### Saved entries
____________

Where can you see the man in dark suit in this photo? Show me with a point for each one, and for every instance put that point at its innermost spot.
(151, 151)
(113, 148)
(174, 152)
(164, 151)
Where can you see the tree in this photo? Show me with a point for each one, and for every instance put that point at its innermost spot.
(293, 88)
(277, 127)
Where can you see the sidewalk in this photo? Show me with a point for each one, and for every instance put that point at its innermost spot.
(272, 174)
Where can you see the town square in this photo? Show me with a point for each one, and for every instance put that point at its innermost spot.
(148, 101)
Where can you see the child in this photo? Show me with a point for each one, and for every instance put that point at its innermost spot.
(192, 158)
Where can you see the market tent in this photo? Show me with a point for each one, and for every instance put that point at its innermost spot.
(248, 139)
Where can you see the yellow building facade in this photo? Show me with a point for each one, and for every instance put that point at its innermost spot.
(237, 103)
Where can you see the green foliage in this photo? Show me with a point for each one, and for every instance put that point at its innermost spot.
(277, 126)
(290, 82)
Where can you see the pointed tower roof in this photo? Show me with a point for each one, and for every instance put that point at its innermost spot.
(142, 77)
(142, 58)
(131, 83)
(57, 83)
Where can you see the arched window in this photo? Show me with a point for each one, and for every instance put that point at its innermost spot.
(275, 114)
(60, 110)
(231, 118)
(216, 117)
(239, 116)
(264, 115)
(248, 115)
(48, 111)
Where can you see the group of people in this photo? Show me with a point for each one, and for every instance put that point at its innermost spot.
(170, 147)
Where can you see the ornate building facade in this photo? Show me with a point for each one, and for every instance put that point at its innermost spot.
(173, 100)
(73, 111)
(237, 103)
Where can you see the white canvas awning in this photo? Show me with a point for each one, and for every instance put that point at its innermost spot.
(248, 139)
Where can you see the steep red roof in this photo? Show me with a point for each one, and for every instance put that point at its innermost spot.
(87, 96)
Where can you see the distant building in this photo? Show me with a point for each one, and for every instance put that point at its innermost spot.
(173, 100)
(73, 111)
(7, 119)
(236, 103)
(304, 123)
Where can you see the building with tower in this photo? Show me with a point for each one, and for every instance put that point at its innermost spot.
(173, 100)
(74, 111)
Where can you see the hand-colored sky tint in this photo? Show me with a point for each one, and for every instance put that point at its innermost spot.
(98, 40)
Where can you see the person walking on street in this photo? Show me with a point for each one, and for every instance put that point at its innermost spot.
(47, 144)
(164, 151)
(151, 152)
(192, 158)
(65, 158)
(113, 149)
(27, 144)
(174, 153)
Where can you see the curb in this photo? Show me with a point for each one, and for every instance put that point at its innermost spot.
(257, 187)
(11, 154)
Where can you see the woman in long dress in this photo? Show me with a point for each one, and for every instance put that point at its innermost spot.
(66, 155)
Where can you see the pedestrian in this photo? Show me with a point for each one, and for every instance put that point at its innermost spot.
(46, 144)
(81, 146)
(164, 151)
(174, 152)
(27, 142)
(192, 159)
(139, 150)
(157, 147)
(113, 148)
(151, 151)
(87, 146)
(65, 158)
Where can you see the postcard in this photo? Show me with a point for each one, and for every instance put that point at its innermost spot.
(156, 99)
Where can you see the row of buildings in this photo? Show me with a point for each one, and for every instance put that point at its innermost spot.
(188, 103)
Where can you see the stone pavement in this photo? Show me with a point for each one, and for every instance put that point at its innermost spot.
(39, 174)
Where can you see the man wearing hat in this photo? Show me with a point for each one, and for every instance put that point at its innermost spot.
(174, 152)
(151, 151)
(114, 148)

____________

Exactly as given, set down all of the lines above.

Where can you see the man in dark suit in this photo? Show me with a point for each one, and for every instance put that point at its innermost spot.
(151, 151)
(113, 148)
(174, 152)
(164, 151)
Where can you see the tree in this photo? Show me with a point for each one, and for every instance put that point at its innermost spot.
(293, 88)
(277, 127)
Where can you see the sidewalk in this photo? Show me with a point for each one, and for every instance put that point at its innermost spot.
(272, 174)
Where can you see the town square in this photo? Show me with a point for each one, and for every instance put that point at its innermost spot.
(148, 101)
Where can you see the child in this photo? Show me with a point for each one, and for every instance put that point at its innermost spot.
(192, 158)
Where can you see the market tent in this photo? Show me with a point for each one, and for every instance put that point at its innermost spot.
(248, 139)
Where can you see the yellow building facade in this photo? Show me with a point for each one, and for every instance put that point at its innermost spot.
(237, 103)
Where can you see the green foliage in this photo? Show me with a point for each one, and for every instance put that point at its innermost spot.
(277, 126)
(290, 82)
Where can you see the pointed tower roof in this photo? Show me with a point for each one, and for every instance put that point at its innermost spot.
(142, 77)
(142, 58)
(131, 83)
(57, 83)
Where can you see the arched window in this photo? Show me with a point for each one, and for every instance put that point at its innermost spot.
(275, 114)
(60, 110)
(231, 118)
(216, 117)
(239, 116)
(264, 115)
(248, 115)
(48, 111)
Where can you see the group of people in this photo? Show me with a point for each one, and for every instance put that point at its innermost spot.
(170, 147)
Where can you see the ornate building facade in this photo? Show me with a point for each one, and for every instance put that point at its innermost spot.
(173, 100)
(73, 111)
(237, 103)
Where can you see the white canvas awning in this photo? Show me with a point for each one, and for every instance put that point at its innermost spot.
(248, 139)
Where can you see the steep red roof in this photo? Show me with a point for each one, and for every instance put that point at its innermost spot.
(87, 96)
Where can you see the distant building in this photo? Show me with a point for each one, and for every instance put that point at its innermost spot.
(173, 100)
(73, 111)
(7, 119)
(236, 103)
(304, 123)
Where can you see the building with tower in this photo? Show me with a point for each one, and for every instance put that point at its innermost spot.
(173, 100)
(74, 111)
Where can you see the hand-colored sky tint in this photo? Show me with a point for each one, and for every instance put that point at its innermost spot.
(98, 40)
Where can you see the person walking on street in this photo? Show me with a point for each one, and for every instance put that point at its innermost spot.
(47, 144)
(164, 151)
(151, 152)
(192, 158)
(65, 158)
(113, 149)
(27, 144)
(174, 153)
Where can you see the curb in this photo? Show me with a point for each one, and for every instance put that point at its innermost spot.
(257, 187)
(11, 154)
Where can you see the woman in long dress in this photo? Show me with a point for each one, and for every instance put that point at its innermost spot.
(66, 155)
Where can you see the pedestrian in this photo? Show me with a point for each one, and for every instance put that point at its innermost spot.
(46, 144)
(81, 146)
(164, 151)
(174, 152)
(27, 142)
(192, 159)
(139, 150)
(157, 147)
(113, 148)
(151, 151)
(87, 146)
(65, 158)
Where can you see the postcard in this photo? Show me with a point for each one, and for every instance put that point at its innermost spot.
(156, 99)
Where can you see the row of buildings in this photo? Show me with a point for each one, and for every instance put that point at its innermost spot.
(188, 103)
Where can you see the stone pavement in this photo? Show me with a point for each one, and for every instance put that point at its innermost spot.
(39, 174)
Where can you see the man wearing hat in this photo? Show me with a point for each one, and for every instance put that point at its innermost spot.
(174, 152)
(151, 151)
(114, 148)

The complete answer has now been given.